Data to use:
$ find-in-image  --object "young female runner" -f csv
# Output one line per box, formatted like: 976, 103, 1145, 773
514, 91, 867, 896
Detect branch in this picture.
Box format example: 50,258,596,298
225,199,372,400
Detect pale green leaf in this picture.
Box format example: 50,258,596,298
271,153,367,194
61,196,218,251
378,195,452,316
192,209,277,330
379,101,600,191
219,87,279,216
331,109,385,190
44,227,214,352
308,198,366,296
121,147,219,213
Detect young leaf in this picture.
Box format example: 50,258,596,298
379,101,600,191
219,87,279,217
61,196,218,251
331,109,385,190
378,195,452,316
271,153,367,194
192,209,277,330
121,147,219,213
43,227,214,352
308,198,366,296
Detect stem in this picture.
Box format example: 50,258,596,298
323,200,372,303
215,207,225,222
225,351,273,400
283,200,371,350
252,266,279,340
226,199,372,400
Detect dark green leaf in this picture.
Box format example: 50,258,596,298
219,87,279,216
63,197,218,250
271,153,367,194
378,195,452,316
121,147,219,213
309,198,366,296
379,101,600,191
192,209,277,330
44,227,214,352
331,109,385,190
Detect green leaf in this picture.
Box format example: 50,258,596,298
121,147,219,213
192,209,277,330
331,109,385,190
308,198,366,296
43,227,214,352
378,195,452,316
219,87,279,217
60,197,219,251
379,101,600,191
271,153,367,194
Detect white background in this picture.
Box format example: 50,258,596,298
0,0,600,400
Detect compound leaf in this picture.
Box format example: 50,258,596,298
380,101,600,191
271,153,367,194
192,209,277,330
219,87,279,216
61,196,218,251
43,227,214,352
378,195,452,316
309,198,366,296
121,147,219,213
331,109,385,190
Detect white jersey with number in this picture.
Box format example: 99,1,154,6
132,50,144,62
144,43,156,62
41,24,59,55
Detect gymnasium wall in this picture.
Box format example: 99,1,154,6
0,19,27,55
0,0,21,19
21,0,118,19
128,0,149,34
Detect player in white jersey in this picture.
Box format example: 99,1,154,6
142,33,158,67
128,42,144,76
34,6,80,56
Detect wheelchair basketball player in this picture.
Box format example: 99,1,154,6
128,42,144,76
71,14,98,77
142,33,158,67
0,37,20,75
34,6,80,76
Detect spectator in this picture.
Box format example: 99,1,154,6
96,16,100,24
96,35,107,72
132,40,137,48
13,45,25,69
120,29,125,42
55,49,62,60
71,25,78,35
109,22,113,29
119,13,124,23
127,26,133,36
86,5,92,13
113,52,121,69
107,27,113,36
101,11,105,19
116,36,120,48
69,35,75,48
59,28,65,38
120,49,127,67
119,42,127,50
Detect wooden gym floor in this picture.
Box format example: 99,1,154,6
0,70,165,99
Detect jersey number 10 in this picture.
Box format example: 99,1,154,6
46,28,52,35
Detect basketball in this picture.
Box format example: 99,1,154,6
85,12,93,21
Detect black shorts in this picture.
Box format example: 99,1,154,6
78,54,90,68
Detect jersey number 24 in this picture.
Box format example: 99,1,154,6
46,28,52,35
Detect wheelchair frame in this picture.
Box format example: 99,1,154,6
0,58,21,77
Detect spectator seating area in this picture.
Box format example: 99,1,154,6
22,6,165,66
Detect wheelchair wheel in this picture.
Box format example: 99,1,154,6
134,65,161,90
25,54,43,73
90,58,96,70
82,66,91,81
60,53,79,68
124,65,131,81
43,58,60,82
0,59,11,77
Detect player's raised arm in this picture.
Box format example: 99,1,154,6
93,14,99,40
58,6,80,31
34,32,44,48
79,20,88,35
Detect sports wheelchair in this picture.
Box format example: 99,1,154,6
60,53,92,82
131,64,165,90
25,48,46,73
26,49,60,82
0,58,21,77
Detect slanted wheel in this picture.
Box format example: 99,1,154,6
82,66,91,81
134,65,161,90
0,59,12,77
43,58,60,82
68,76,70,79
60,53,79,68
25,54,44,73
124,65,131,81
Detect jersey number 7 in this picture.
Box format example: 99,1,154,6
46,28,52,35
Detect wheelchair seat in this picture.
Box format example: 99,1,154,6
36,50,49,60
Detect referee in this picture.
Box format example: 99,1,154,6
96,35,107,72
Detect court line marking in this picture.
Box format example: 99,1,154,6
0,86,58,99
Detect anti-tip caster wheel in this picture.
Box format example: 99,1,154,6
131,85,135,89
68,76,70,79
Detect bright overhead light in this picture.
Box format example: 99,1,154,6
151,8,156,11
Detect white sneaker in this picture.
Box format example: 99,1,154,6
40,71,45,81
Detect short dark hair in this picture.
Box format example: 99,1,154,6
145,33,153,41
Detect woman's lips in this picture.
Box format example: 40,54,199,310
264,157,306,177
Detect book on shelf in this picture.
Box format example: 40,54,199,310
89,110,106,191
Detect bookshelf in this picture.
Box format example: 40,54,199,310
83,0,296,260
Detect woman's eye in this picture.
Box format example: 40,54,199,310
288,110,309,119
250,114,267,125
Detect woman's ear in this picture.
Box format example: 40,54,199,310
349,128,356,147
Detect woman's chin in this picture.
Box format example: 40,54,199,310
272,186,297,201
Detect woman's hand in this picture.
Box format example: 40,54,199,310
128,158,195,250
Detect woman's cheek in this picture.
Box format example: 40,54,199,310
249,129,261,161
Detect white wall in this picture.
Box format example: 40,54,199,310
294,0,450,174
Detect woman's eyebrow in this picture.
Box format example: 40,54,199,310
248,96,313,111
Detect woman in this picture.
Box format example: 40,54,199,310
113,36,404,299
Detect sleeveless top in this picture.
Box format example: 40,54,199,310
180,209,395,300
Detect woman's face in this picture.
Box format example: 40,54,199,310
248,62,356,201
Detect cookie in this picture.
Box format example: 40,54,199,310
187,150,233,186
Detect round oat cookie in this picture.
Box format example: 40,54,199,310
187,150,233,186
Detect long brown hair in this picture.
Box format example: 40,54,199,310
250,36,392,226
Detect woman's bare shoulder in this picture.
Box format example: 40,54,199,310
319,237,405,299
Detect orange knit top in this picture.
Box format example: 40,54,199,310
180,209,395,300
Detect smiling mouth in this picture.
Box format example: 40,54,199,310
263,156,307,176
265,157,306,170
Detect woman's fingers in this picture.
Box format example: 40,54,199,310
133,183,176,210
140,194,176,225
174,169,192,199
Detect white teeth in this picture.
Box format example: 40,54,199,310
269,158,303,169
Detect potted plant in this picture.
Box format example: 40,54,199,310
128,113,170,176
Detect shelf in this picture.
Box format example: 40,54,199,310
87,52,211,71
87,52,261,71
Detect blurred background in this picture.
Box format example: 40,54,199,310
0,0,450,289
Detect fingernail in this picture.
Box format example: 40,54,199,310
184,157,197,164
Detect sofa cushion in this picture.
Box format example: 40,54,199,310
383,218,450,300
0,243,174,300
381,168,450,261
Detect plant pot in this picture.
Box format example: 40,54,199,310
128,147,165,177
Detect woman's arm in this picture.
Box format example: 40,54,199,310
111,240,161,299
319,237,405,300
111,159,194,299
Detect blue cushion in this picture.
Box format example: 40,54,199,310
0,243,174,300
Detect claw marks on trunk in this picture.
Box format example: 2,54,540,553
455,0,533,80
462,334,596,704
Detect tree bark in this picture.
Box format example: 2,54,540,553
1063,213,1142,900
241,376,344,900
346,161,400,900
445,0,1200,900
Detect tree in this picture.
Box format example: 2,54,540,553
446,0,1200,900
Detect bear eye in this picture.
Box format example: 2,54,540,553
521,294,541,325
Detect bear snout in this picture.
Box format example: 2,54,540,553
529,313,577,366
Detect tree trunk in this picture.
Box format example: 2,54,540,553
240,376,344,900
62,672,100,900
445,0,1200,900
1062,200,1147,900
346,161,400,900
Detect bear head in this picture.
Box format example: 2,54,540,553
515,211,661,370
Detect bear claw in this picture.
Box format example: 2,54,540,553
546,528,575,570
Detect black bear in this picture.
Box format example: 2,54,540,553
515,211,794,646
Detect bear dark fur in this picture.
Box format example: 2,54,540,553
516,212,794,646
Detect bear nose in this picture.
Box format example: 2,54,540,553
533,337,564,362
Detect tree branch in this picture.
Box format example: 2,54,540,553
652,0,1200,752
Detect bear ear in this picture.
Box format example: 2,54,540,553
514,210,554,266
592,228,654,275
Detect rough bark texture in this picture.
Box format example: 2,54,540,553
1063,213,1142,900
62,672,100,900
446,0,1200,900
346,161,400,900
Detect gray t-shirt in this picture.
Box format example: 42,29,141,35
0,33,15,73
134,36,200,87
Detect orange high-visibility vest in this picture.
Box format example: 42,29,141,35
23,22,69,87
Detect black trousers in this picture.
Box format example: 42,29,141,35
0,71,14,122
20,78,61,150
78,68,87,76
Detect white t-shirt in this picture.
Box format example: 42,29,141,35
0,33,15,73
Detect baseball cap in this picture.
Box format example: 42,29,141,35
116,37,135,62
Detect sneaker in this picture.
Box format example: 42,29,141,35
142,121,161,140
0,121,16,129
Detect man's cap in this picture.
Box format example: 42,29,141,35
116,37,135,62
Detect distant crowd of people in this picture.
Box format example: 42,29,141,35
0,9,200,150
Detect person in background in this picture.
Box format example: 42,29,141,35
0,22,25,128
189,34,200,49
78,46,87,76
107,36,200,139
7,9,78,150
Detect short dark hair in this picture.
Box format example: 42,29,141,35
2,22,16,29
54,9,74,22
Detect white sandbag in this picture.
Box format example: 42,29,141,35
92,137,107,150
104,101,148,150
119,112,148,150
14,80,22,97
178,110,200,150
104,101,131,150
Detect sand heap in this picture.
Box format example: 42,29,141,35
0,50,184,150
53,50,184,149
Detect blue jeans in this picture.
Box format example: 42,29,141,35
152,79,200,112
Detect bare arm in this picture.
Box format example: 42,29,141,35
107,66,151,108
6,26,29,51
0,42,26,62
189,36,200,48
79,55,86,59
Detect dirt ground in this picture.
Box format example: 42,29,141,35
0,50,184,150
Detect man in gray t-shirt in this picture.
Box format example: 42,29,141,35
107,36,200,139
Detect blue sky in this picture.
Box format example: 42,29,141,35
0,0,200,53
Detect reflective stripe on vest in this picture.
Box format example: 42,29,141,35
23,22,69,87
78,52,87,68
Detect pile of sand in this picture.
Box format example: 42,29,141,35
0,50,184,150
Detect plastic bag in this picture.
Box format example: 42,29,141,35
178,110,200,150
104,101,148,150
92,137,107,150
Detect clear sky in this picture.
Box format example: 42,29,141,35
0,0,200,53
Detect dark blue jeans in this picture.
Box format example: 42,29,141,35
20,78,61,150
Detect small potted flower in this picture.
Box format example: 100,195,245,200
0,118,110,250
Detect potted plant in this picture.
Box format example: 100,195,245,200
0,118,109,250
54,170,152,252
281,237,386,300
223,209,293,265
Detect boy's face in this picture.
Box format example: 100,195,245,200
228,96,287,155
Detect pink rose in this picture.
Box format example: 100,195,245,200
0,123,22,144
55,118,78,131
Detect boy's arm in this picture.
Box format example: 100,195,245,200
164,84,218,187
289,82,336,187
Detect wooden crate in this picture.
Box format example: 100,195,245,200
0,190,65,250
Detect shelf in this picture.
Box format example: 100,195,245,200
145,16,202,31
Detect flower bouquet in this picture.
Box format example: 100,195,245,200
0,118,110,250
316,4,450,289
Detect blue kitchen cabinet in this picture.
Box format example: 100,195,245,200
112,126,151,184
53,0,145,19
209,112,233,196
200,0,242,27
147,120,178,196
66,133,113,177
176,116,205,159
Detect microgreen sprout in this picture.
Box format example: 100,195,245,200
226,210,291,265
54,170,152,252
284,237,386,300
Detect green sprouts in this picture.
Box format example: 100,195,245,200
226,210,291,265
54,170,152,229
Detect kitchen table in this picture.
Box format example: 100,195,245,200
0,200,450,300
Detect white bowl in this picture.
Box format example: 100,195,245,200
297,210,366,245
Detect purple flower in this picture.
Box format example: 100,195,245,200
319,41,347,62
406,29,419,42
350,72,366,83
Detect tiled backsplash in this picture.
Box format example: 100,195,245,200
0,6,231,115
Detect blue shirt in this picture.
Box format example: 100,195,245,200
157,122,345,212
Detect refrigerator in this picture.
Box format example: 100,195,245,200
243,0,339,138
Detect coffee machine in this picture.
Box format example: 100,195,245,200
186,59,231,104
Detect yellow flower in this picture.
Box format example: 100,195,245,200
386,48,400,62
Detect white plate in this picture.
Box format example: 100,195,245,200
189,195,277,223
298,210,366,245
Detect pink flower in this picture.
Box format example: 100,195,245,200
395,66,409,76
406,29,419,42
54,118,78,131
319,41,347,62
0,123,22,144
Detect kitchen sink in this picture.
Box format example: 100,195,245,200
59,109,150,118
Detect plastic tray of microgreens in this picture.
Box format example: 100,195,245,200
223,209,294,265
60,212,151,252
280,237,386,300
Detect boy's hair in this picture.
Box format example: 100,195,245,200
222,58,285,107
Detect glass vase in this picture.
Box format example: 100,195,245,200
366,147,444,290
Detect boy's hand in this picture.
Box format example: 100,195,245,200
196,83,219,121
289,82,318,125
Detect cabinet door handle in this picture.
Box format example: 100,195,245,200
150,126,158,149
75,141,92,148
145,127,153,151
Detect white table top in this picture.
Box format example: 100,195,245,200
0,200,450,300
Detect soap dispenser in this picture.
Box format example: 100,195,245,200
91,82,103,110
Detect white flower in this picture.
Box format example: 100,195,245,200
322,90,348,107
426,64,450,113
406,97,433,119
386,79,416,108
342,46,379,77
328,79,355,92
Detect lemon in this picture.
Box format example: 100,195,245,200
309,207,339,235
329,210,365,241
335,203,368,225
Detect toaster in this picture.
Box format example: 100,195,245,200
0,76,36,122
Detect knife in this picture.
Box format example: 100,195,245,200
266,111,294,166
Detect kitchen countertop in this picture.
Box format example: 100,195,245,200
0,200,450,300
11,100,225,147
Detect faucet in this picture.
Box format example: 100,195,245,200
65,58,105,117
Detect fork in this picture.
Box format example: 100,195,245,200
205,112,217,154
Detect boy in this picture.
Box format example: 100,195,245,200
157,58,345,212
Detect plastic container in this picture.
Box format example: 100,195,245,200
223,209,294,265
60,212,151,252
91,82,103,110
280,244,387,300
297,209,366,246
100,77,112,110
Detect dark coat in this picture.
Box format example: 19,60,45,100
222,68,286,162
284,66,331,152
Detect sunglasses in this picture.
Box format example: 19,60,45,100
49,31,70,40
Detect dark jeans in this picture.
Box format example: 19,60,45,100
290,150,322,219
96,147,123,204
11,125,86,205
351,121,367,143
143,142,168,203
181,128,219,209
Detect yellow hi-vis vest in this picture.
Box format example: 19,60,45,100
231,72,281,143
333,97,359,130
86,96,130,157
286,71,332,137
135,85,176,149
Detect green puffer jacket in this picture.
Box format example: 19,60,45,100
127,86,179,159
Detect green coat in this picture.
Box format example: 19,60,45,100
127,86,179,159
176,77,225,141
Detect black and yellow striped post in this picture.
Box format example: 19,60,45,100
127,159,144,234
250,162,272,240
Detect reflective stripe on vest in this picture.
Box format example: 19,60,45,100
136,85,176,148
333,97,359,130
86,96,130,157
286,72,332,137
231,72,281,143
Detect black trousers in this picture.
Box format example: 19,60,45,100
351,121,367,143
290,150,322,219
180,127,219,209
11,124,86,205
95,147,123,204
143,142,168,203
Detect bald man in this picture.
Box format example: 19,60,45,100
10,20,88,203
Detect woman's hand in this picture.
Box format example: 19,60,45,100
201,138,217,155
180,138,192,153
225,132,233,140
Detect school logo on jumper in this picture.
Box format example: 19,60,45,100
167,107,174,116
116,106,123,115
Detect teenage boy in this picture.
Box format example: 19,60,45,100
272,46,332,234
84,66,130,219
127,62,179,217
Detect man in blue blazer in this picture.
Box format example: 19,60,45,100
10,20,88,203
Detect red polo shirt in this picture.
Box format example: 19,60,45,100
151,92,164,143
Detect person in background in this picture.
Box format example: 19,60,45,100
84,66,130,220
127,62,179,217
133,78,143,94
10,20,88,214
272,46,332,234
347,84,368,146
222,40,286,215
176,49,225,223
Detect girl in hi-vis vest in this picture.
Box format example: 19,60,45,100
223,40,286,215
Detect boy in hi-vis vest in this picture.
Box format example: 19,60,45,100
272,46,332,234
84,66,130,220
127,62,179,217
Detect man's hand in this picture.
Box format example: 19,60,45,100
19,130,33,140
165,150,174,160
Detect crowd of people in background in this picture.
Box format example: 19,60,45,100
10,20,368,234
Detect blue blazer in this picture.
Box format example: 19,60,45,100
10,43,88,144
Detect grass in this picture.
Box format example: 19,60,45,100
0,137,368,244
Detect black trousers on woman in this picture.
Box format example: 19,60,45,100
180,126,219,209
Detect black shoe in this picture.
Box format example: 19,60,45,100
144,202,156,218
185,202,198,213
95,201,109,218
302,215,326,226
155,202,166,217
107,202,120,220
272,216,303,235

Short problem:
Please lay out the rows between the line holding "Detect refrigerator in this picture." and the line holding "0,76,36,122", inclusive, as a JSON list of strings with one string per line and blank lines omitted.

Answer in full:
[
  "Detect refrigerator in this picture.",
  "Box format example: 100,195,245,200",
  "243,0,339,138",
  "Detect coffee machine in this picture.",
  "Box format example: 100,195,245,200",
  "186,59,231,104",
  "Detect yellow flower in this picture.",
  "Box format example: 100,195,245,200",
  "386,48,400,62",
  "Detect white plate in this picture.",
  "Box format example: 100,195,245,200",
  "189,195,277,223",
  "298,210,366,245",
  "Detect pink flower in this picture.",
  "Box format example: 100,195,245,200",
  "395,66,409,76",
  "406,29,419,42",
  "54,118,78,131",
  "319,41,347,62",
  "0,123,22,144",
  "Detect kitchen sink in this picture.",
  "Box format example: 100,195,245,200",
  "59,109,150,118",
  "Detect plastic tray of microgreens in this picture.",
  "Box format example: 100,195,245,200",
  "223,209,294,265",
  "60,212,151,252",
  "280,237,386,300",
  "Detect boy's hair in this picture.",
  "Box format example: 100,195,245,200",
  "222,58,285,107",
  "Detect glass vase in this picture.",
  "Box format example: 100,195,245,200",
  "366,147,444,290",
  "Detect boy's hand in this picture.",
  "Box format example: 100,195,245,200",
  "196,83,219,121",
  "289,82,318,125",
  "Detect cabinet door handle in this picture.",
  "Box format example: 100,195,245,200",
  "150,126,158,149",
  "75,141,92,148",
  "145,127,153,151",
  "Detect white table top in this picture.",
  "Box format example: 100,195,245,200",
  "0,200,450,300",
  "Detect soap dispenser in this picture.",
  "Box format example: 100,195,245,200",
  "91,82,103,110",
  "Detect white flower in this picture.",
  "Box format example: 100,195,245,200",
  "322,90,348,107",
  "426,64,450,113",
  "406,97,433,119",
  "386,79,416,108",
  "342,46,379,77",
  "328,79,355,92",
  "Detect lemon in this picture.",
  "Box format example: 100,195,245,200",
  "309,207,339,235",
  "329,210,365,241",
  "335,203,368,225",
  "Detect toaster in this picture.",
  "Box format example: 100,195,245,200",
  "0,76,36,122"
]